**What you should do**
Write out the data that follows. Keep every character unchanged.

**Supplied records**
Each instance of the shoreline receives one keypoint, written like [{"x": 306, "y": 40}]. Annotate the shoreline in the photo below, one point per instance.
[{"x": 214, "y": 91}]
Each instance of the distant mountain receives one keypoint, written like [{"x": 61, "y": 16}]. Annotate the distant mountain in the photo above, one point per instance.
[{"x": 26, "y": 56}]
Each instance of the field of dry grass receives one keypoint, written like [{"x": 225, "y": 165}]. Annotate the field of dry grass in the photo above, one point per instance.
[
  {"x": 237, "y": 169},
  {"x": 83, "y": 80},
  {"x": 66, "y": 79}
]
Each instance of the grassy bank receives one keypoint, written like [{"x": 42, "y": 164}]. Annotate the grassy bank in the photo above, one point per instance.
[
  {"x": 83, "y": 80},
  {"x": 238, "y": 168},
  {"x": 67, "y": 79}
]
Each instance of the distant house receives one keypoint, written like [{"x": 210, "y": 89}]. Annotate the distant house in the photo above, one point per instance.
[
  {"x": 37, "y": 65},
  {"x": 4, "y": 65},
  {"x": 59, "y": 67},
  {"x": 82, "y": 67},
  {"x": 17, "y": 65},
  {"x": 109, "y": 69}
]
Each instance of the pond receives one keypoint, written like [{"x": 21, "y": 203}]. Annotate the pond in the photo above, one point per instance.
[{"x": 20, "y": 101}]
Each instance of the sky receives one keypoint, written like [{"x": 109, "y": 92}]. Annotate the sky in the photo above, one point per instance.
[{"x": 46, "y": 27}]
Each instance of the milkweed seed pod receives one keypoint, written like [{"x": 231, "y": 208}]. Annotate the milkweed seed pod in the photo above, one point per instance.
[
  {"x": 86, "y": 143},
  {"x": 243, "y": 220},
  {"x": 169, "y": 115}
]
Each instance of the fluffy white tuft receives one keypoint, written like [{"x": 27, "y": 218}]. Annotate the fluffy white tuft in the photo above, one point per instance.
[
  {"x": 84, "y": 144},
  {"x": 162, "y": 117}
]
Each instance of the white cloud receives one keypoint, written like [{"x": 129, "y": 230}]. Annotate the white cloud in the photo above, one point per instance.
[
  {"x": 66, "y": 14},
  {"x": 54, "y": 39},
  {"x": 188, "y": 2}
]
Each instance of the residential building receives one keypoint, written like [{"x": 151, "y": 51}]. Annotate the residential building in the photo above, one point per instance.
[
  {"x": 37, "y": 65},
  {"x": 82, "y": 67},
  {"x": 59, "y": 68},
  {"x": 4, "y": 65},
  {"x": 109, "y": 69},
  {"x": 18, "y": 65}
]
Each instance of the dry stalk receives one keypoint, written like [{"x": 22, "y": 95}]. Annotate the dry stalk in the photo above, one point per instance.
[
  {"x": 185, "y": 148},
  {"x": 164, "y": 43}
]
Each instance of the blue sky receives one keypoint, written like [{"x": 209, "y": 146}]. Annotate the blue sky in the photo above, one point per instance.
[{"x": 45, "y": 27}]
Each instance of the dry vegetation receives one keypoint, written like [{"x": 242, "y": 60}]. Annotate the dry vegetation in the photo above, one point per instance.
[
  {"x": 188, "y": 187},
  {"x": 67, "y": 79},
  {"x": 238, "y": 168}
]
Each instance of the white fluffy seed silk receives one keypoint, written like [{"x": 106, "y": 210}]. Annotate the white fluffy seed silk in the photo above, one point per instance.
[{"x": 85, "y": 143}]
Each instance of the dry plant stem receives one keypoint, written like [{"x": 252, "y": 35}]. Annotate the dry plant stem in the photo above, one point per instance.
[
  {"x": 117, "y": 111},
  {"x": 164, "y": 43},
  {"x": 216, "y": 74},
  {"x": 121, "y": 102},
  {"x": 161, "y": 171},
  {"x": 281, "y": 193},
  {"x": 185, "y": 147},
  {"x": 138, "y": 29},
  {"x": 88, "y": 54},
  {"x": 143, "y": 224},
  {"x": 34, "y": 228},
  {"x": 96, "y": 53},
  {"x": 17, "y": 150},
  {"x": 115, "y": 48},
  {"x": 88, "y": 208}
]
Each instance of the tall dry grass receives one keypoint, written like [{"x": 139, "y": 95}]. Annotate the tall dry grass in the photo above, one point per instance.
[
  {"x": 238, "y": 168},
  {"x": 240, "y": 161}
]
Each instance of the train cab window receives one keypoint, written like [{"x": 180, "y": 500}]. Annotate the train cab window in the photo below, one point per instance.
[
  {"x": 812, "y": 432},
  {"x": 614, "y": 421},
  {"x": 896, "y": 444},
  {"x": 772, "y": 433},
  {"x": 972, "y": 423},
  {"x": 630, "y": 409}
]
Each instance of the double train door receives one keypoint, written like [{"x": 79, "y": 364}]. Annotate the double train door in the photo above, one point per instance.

**Response to this exercise**
Each instance of the shoreline receives one keypoint, written like [{"x": 306, "y": 40}]. Annotate the shoreline in the photo below, one point per instance.
[{"x": 214, "y": 91}]
Each instance of the distant mountain receives one keypoint, written like [{"x": 61, "y": 16}]. Annotate the distant mountain in the photo above, one point per instance.
[{"x": 26, "y": 56}]
Each instance of the field of dry grass receives one keypoint, written like [{"x": 225, "y": 165}]. Annotate the field of dry grass in the photo above, one point per instance.
[
  {"x": 237, "y": 169},
  {"x": 83, "y": 80},
  {"x": 66, "y": 79}
]
Each instance of the grassy bank receives one keypoint, written like [{"x": 42, "y": 164}]. Annotate the grassy bank in the photo above, one point per instance.
[
  {"x": 83, "y": 80},
  {"x": 238, "y": 168},
  {"x": 67, "y": 79}
]
Each instance of the distant house receives one keypoint, written like [{"x": 210, "y": 89}]. Annotate the distant house in the photo above, one point per instance.
[
  {"x": 37, "y": 65},
  {"x": 4, "y": 65},
  {"x": 59, "y": 67},
  {"x": 82, "y": 67},
  {"x": 17, "y": 65},
  {"x": 109, "y": 69}
]
Each instance of the pond receives one keypoint, written like [{"x": 21, "y": 203}]. Annotate the pond in the photo above, one point per instance.
[{"x": 20, "y": 101}]
Each instance of the sky receives one keypoint, written like [{"x": 109, "y": 92}]. Annotate the sky in the photo above, one point per instance.
[{"x": 46, "y": 27}]
Each instance of the milkweed seed pod receives one keypoint, written like [{"x": 231, "y": 208}]. Annotate the milkweed seed pod in the photo above, one point per instance.
[
  {"x": 86, "y": 143},
  {"x": 243, "y": 220},
  {"x": 169, "y": 115}
]
Each instance of the fluffy white tuft receives one keypoint, written like [{"x": 27, "y": 218}]. Annotate the fluffy white tuft in the photo above, one point per instance.
[
  {"x": 84, "y": 144},
  {"x": 162, "y": 117}
]
Each instance of the white cloud receives one keypoint, written like [{"x": 129, "y": 230}]. Annotate the white cloud in the photo above, one point per instance.
[
  {"x": 66, "y": 14},
  {"x": 54, "y": 39},
  {"x": 188, "y": 2}
]
Each instance of the residential building receives one keypoint, written like [{"x": 151, "y": 51}]. Annotate the residential building in the photo above, one point per instance.
[
  {"x": 37, "y": 65},
  {"x": 82, "y": 67},
  {"x": 59, "y": 68},
  {"x": 4, "y": 65},
  {"x": 109, "y": 69},
  {"x": 18, "y": 65}
]
Each instance of the dry stalk receives one keypoint, written like [{"x": 22, "y": 95}]. Annotate the dry stalk in the photo above, one point per instance.
[
  {"x": 185, "y": 148},
  {"x": 164, "y": 43}
]
Each instance of the blue sky receives one keypoint, written like [{"x": 209, "y": 146}]. Annotate the blue sky in the photo above, one point per instance.
[{"x": 45, "y": 27}]
Each instance of the dry vegetation receives one keypoint, written like [{"x": 242, "y": 60}]. Annotate the dry vegetation in the photo above, one point per instance.
[
  {"x": 188, "y": 187},
  {"x": 67, "y": 79},
  {"x": 238, "y": 168}
]
Each instance of the white fluffy seed silk receives one keypoint, written like [{"x": 106, "y": 210}]. Annotate the white fluffy seed silk in the photo above, one point per instance.
[{"x": 85, "y": 143}]
Each instance of the dry plant stem receives one keypoint, written like [{"x": 252, "y": 35}]. Annotate the dry plant stem in the photo above, one point per instance.
[
  {"x": 117, "y": 111},
  {"x": 164, "y": 43},
  {"x": 216, "y": 74},
  {"x": 121, "y": 102},
  {"x": 161, "y": 171},
  {"x": 281, "y": 193},
  {"x": 185, "y": 147},
  {"x": 138, "y": 29},
  {"x": 88, "y": 54},
  {"x": 143, "y": 224},
  {"x": 34, "y": 228},
  {"x": 96, "y": 53},
  {"x": 17, "y": 150},
  {"x": 115, "y": 48},
  {"x": 88, "y": 208}
]
Each instance of the tall dry grass receives one keypoint, written like [{"x": 139, "y": 95}]. Annotate the tall dry grass in the photo above, one point per instance.
[
  {"x": 238, "y": 168},
  {"x": 240, "y": 161}
]
Each instance of the train cab window receives one keypoint, written like [{"x": 180, "y": 500}]. Annotate the train cab window in the photo below, one point per instance.
[
  {"x": 812, "y": 432},
  {"x": 614, "y": 421},
  {"x": 896, "y": 444},
  {"x": 772, "y": 433},
  {"x": 972, "y": 423},
  {"x": 630, "y": 409}
]
Each instance of the double train door receives one keypoint, written like [{"x": 79, "y": 364}]. Annotate the double train door in the photo above, one point per instance.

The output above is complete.